**Data supplied:**
--------
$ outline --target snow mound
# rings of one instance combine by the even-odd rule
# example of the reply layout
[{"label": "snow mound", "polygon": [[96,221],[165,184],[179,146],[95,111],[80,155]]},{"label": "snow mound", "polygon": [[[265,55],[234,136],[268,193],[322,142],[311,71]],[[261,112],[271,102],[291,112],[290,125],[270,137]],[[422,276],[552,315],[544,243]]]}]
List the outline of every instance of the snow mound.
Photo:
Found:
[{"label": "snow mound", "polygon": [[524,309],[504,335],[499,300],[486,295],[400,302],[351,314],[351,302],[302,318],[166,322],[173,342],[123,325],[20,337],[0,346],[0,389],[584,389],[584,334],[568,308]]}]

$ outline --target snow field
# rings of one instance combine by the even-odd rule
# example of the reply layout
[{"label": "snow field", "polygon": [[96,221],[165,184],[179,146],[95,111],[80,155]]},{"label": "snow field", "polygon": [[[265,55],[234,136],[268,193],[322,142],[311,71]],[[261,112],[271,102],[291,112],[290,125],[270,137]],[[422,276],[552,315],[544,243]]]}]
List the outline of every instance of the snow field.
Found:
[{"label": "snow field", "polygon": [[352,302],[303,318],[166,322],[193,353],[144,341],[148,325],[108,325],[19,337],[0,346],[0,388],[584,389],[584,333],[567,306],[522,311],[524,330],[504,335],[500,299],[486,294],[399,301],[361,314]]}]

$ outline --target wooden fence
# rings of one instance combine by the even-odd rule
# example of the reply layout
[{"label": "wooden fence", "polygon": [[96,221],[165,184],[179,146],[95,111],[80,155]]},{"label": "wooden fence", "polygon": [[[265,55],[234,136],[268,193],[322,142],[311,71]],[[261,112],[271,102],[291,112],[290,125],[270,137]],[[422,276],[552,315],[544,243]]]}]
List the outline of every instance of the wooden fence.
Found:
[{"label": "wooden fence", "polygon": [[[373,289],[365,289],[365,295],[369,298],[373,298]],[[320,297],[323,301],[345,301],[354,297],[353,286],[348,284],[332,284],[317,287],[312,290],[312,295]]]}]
--------
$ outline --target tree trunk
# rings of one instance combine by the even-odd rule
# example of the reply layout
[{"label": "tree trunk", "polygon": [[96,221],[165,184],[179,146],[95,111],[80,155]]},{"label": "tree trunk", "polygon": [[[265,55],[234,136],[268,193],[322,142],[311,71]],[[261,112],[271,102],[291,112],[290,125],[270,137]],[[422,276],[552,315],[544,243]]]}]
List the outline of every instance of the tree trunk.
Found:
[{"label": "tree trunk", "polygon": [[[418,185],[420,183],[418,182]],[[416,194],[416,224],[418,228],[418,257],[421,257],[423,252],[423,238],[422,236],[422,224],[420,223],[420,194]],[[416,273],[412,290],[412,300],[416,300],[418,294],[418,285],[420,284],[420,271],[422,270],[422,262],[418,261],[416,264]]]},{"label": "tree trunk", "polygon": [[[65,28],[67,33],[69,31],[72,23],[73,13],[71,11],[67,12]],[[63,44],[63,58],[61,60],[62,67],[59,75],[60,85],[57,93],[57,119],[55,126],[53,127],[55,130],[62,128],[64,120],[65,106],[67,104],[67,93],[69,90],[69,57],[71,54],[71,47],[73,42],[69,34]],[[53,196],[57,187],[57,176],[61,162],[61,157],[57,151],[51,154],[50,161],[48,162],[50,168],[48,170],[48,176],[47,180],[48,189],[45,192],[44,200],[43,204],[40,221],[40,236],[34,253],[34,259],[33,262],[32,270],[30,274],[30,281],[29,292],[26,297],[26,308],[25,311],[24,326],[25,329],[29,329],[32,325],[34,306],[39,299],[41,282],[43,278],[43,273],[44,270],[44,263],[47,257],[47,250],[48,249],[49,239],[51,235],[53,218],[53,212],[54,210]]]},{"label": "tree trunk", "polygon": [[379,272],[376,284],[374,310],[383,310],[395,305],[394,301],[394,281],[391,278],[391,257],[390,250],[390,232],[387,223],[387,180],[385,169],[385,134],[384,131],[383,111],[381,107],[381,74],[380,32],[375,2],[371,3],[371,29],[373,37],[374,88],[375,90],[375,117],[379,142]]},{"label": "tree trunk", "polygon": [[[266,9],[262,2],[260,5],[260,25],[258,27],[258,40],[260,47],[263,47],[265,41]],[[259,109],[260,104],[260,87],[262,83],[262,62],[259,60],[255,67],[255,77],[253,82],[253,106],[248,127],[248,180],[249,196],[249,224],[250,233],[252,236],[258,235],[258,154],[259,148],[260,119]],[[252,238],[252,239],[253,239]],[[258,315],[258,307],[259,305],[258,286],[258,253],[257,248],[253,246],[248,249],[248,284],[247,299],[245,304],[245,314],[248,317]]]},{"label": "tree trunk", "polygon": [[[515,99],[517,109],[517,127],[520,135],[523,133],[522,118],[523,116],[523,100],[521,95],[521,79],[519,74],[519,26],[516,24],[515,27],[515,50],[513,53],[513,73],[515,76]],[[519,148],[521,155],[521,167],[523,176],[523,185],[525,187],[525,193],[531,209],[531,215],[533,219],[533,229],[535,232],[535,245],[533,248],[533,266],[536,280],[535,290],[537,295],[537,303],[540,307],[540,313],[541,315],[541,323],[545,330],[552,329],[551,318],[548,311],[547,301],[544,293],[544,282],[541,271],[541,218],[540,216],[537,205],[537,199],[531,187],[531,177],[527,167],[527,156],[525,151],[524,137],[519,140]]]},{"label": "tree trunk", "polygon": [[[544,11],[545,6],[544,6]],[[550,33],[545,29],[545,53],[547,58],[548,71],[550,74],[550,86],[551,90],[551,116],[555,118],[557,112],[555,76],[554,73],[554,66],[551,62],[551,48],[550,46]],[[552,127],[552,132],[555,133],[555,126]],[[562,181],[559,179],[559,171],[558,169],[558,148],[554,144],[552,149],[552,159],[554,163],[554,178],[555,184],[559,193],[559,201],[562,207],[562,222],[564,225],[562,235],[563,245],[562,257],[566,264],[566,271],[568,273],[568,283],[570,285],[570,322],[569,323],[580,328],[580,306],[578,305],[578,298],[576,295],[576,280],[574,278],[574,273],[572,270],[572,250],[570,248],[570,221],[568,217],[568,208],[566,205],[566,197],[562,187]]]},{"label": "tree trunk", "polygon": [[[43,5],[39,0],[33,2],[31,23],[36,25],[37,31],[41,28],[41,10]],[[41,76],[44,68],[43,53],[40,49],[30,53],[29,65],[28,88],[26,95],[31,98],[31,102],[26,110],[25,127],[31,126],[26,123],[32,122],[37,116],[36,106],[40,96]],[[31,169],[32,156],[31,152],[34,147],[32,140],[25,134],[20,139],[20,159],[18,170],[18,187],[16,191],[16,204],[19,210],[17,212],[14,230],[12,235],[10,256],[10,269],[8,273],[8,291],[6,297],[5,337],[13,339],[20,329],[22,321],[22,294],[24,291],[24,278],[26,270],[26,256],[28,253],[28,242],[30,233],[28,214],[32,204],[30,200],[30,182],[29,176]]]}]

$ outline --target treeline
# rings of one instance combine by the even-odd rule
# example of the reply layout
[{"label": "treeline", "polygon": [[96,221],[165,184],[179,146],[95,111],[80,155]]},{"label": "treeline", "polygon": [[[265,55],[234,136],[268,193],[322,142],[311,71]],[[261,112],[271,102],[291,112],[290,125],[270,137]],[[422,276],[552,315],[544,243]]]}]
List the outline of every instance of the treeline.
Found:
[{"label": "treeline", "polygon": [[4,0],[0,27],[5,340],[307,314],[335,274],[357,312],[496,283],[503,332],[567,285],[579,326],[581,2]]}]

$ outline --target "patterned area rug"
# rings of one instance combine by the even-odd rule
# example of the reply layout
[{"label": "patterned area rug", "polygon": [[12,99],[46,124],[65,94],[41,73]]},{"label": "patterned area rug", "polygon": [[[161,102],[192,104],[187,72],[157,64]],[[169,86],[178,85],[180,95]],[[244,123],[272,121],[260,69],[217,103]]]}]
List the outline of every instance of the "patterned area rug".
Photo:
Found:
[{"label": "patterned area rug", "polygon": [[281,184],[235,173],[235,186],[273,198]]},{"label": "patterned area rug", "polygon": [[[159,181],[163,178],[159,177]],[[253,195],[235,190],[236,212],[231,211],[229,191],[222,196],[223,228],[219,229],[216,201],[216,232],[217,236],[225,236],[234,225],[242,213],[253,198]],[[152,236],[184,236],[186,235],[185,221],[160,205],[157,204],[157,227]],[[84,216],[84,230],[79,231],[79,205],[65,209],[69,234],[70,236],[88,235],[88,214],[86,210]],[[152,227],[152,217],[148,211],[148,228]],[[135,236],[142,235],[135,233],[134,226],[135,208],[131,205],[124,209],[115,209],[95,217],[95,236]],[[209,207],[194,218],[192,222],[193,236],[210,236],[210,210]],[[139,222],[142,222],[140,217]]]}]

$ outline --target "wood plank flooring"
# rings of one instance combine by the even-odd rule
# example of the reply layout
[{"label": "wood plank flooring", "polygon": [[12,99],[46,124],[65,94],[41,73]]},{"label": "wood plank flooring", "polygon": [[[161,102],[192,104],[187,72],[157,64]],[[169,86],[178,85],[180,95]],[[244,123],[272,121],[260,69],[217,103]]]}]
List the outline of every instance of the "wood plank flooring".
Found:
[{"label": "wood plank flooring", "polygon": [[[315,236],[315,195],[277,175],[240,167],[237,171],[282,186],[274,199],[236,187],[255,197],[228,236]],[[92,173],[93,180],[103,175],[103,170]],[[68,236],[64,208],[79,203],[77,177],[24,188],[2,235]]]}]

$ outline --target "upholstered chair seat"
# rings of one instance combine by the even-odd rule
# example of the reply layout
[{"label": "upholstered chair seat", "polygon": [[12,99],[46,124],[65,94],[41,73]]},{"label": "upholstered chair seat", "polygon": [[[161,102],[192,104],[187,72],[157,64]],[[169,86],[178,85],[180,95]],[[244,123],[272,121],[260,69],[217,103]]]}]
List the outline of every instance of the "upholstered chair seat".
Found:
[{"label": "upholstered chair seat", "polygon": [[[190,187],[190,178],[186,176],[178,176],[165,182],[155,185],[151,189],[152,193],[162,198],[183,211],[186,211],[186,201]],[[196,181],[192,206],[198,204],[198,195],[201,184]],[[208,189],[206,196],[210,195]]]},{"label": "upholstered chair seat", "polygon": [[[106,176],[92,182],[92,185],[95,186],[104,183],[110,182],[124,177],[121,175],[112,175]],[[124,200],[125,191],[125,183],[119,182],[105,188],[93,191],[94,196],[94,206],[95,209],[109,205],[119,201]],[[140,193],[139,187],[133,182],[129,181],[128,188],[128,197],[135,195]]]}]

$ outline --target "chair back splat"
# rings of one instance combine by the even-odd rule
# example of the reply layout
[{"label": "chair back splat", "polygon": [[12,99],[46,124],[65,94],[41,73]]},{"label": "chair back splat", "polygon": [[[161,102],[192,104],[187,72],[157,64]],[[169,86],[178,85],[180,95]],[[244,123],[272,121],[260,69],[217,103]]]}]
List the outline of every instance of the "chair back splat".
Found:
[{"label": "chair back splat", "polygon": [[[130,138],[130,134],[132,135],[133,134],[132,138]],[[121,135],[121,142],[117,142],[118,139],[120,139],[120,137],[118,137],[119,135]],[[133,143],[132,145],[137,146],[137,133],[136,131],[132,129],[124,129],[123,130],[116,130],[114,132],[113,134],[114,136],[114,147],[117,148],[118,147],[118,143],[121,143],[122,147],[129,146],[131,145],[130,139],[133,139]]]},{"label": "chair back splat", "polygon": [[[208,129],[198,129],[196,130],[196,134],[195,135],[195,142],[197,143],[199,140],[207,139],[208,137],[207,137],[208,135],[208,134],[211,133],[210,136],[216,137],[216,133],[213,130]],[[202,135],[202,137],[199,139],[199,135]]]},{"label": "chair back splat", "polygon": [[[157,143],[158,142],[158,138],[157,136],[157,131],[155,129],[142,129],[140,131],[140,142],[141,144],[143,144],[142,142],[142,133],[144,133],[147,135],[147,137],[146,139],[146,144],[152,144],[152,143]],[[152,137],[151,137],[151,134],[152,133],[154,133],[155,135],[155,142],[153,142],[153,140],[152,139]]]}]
--------
**Prompt:** Which lines of the material contain the string "flooring"? Return each of them in full.

**Result:**
$ outline --target "wood plank flooring"
[{"label": "wood plank flooring", "polygon": [[12,99],[46,124],[65,94],[41,73]]},{"label": "wood plank flooring", "polygon": [[[161,102],[192,104],[187,72],[157,64]],[[169,86],[178,85],[180,95]],[[244,123],[272,121],[260,69],[217,103]]]}]
List the outline of every instance of the "wood plank flooring".
[{"label": "wood plank flooring", "polygon": [[[315,236],[315,195],[277,175],[240,167],[237,171],[282,186],[274,199],[236,187],[255,197],[228,236]],[[92,173],[93,180],[103,175],[103,170]],[[68,236],[64,208],[79,203],[77,177],[24,188],[2,235]]]}]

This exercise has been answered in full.